= Required work =
Render the lines from the one containing "Where can you see the motorcycle handlebar?" through the last line as a JSON list of strings, one string per line, leaving out any blank lines.

Start Dataset records

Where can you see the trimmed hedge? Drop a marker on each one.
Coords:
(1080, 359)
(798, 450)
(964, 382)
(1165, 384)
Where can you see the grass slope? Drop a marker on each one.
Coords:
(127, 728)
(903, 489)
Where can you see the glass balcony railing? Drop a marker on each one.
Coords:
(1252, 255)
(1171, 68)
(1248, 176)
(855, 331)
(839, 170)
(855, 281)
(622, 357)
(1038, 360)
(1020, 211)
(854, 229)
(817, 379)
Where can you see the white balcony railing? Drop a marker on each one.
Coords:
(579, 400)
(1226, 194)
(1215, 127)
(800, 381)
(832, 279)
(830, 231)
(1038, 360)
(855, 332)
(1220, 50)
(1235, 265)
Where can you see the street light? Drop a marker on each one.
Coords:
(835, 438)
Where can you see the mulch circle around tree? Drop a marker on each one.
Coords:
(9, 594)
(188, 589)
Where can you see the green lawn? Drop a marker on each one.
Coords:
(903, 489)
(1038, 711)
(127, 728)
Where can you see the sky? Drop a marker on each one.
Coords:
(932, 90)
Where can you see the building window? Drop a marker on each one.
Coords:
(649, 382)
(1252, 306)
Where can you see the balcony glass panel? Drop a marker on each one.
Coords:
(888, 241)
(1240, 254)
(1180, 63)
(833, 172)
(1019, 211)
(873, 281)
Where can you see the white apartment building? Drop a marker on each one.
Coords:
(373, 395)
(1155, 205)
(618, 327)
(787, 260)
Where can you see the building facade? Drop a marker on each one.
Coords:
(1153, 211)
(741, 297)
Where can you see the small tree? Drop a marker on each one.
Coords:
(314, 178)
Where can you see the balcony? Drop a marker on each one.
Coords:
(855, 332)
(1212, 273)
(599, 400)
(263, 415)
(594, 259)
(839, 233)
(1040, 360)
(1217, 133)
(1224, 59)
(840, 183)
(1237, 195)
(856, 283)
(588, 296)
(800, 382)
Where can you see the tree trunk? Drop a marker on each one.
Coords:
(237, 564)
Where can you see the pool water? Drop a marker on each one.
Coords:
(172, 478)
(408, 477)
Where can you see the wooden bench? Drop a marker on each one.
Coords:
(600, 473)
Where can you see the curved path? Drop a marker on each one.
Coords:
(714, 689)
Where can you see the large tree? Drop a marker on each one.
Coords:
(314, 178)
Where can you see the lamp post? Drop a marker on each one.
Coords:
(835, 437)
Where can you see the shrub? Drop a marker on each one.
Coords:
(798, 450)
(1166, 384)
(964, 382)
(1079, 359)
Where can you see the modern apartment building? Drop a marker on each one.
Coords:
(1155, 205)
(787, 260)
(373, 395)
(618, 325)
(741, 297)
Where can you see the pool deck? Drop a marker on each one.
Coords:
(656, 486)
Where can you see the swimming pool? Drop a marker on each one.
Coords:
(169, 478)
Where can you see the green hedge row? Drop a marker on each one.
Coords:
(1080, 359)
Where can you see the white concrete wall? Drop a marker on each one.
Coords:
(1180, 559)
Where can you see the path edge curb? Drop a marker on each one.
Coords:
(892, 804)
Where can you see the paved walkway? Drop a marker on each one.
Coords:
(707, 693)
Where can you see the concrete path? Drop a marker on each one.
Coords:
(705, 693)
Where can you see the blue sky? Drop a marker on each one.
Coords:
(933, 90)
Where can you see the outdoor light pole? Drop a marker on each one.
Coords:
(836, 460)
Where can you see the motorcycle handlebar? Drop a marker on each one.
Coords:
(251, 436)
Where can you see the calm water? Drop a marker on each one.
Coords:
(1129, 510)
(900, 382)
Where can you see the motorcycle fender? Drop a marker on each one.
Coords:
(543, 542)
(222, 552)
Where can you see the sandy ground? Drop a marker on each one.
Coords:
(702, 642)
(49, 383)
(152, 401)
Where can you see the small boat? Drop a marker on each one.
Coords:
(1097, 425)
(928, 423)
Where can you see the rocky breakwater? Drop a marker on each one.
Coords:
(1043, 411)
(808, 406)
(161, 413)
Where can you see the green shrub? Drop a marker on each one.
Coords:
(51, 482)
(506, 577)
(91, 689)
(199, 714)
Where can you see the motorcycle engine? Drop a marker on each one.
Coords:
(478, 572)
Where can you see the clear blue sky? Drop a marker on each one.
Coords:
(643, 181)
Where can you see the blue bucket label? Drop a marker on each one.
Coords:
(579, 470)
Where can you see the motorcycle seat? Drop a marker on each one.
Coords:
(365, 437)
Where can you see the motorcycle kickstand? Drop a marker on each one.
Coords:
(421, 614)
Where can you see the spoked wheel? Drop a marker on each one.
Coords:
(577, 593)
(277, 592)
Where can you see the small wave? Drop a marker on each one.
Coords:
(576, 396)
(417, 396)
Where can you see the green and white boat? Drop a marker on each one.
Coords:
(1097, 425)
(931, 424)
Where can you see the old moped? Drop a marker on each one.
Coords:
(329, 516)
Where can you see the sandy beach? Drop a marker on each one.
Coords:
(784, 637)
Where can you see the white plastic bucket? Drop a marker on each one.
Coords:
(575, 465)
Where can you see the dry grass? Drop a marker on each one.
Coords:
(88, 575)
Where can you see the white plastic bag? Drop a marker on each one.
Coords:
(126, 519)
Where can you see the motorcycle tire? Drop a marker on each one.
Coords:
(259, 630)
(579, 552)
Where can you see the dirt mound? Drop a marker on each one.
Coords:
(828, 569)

End Dataset records

= The reply =
[
  "Where can you see the motorcycle handlebar? Drop a marker on each one.",
  "Coords:",
  "(251, 436)",
  "Where can you see the calm water? Drop a marker on each one.",
  "Coords:",
  "(1129, 510)",
  "(900, 382)",
  "Where can you see the motorcycle fender? Drop a marker on each one.",
  "Coords:",
  "(543, 542)",
  "(222, 552)",
  "Where can you see the sandy ground? Drop a marker on each one.",
  "Coords:",
  "(702, 642)",
  "(49, 383)",
  "(152, 401)",
  "Where can you see the small boat? Drop a marker on each one.",
  "Coords:",
  "(1097, 425)",
  "(928, 423)",
  "Where can you see the rocky breakwater? Drop a marker on each one.",
  "Coords:",
  "(1043, 411)",
  "(808, 406)",
  "(161, 413)",
  "Where can you see the green shrub? Drop a marker on each one.",
  "Coords:",
  "(51, 482)",
  "(506, 577)",
  "(91, 689)",
  "(199, 714)",
  "Where can you see the motorcycle engine? Drop a marker on each one.",
  "Coords:",
  "(478, 572)",
  "Where can you see the clear blue sky? Drop a marker on each one.",
  "Coords:",
  "(643, 181)",
  "Where can you see the blue bucket label? Drop a marker on each one.",
  "Coords:",
  "(579, 470)",
  "Where can you see the motorcycle seat? Drop a marker on each one.",
  "Coords:",
  "(365, 437)",
  "Where can you see the motorcycle kickstand? Drop a marker on each one.",
  "Coords:",
  "(421, 614)",
  "Where can you see the spoked wheel? Drop a marker on each one.",
  "Coords:",
  "(577, 593)",
  "(277, 592)",
  "Where can you see the small wave? Drop a marker on each one.",
  "Coords:",
  "(576, 396)",
  "(417, 396)",
  "Where can you see the green and white boat? Drop a marker on each one.",
  "Coords:",
  "(1097, 425)",
  "(931, 424)",
  "Where can you see the old moped? Drop a marker on each one.",
  "Coords:",
  "(329, 516)",
  "Where can you see the sandy beach? Drop a marker on each one.",
  "Coords:",
  "(784, 637)",
  "Where can you see the white plastic bucket? Drop a marker on each one.",
  "Coords:",
  "(575, 465)",
  "Where can you see the dry grass? Drop a marker on each one.",
  "Coords:",
  "(88, 575)",
  "Where can you see the white plastic bag? Drop a marker on each one.",
  "Coords:",
  "(126, 519)",
  "Where can you see the motorcycle tire? Drop a marker on each one.",
  "Coords:",
  "(259, 630)",
  "(579, 552)",
  "Where can you see the dirt mound? Drop a marker on each one.",
  "Coords:",
  "(828, 569)"
]